::: ZITIERTER TEXTAUSZUG :::
Die BDS ruft zum Boykott gegen den Leipziger Club Conne Island auf. An dem Club kann man politische Debatten unter dem Brennglas beobachten.

„Das Conne Island ist eine Projektionsfläche geworden für alles, was in der Linken schlecht läuft“ Foto: dpa

Mit Boykottaufrufen kennen sie sich inzwischen gut aus im Leipziger Club Conne Island. Der neueste kommt vom BDS. Die antiisraelische Bewegung („Boycott, Divestment and Sanctions“) wirft dem soziokulturellen Zentrum – genau wie dem Hamburger Golden Pudel und dem About Blank in Berlin – vor, antipalästinensischen und -arabischen Rassismus zu beherbergen. Vor allem, weil sie Künstler ausgeladen hätten, die sich für Palästina einsetzen.
:::
» **AUFGABEN UND ÜBUNGEN**:
**a.** Was steht im Text über das Conne Island zu diesen drei Punkten?
(i) In welcher Stadt befindet sich das Conne Island?
(ii) Von welcher Bewegung stammt der neueste Boykottaufruf?
(iii) Welche beiden anderen Clubs nennt der Text, und in welchen Städten liegen sie?
**b.** Können Sie den Text über das Conne Island nach seinem letzten Satz um einige Sätze weiterführen?
Das Material hat eine andere Herkunft als der Text über das Conne Island.
::: BEREITGESTELLTES MATERIAL :::
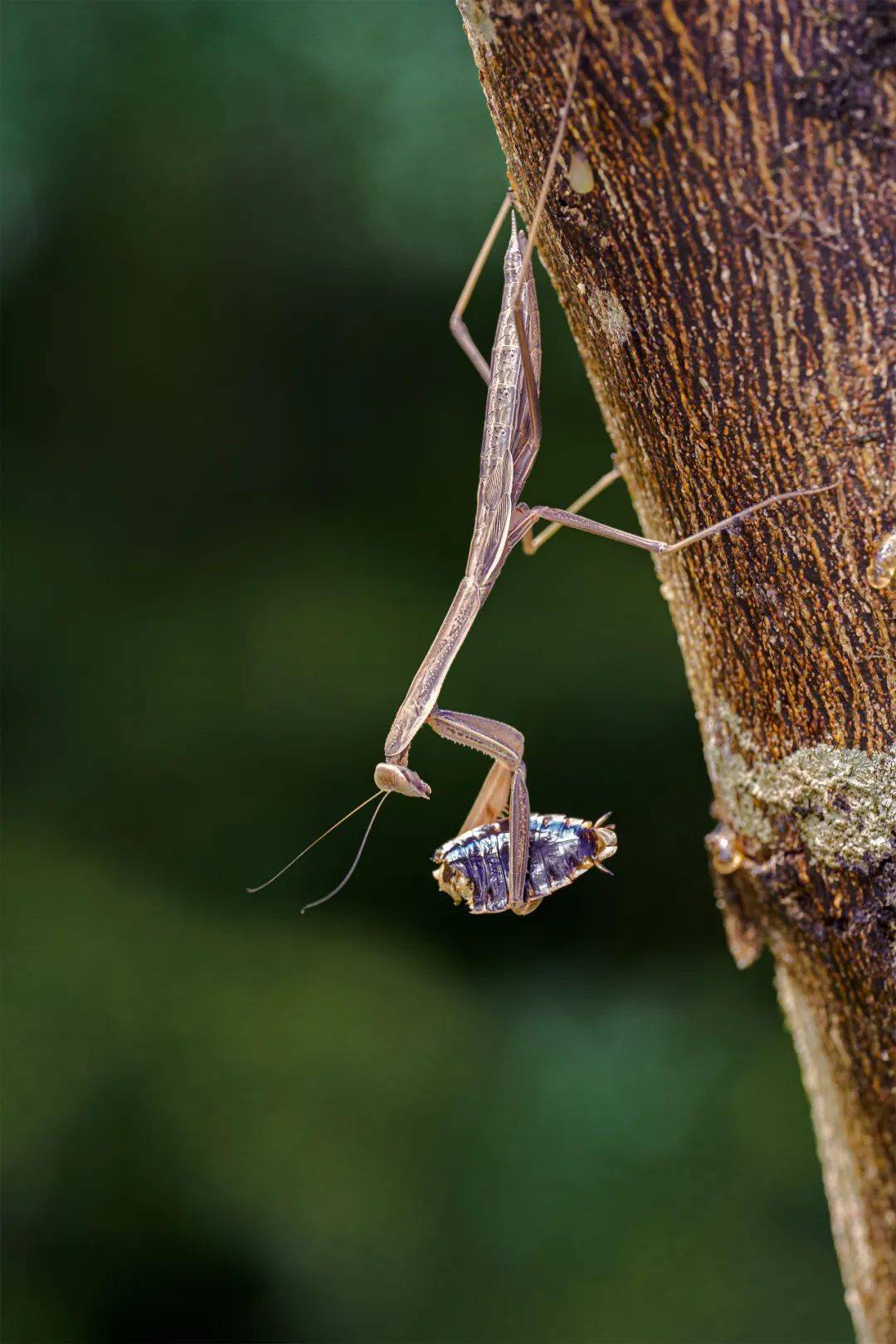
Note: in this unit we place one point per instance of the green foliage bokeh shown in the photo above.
(241, 455)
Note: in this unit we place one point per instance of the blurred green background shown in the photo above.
(242, 455)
:::
» **DIE ANTWORTEN**:
**a.**
(i) In Leipzig.
(ii) Vom BDS („Boycott, Divestment and Sanctions“), einer antiisraelischen Bewegung.
(iii) Den Golden Pudel in Hamburg und das About Blank in Berlin.

**b.**
Und ja, an den ersten großen Fall erinnert sich der ehrenamtliche Booker Ben noch gut. 2016 sollte der US-Rapper Talib Kweli im Conne Island auftreten. „Wir haben uns sehr auf ihn gefreut“, sagt Ben. Schließlich ist der New Yorker einer der Größen des Conscious Rap. Doch auf Twitter las Ben immer mehr Tweets von Kweli, in denen er Israel als „Apartheidstaat“ bezeichnete und Zionisten als „Unterdrücker“ und ergo seine Feinde bezeichnete.

Der Club schrieb ihm darauf einen Brief, wollte darüber mit ihm reden, erhielt aber keine Antwort. Das Plenum des Clubs beschloss daraufhin, den US-Künstler daher wegen antisemitischer Einstellungen auszuladen. Kweli schrieb danach auf Instagram: „Faschismus ist zurück.“ Inzwischen werden auch anderswo Konzerte mit Talib Kweli abgesagt.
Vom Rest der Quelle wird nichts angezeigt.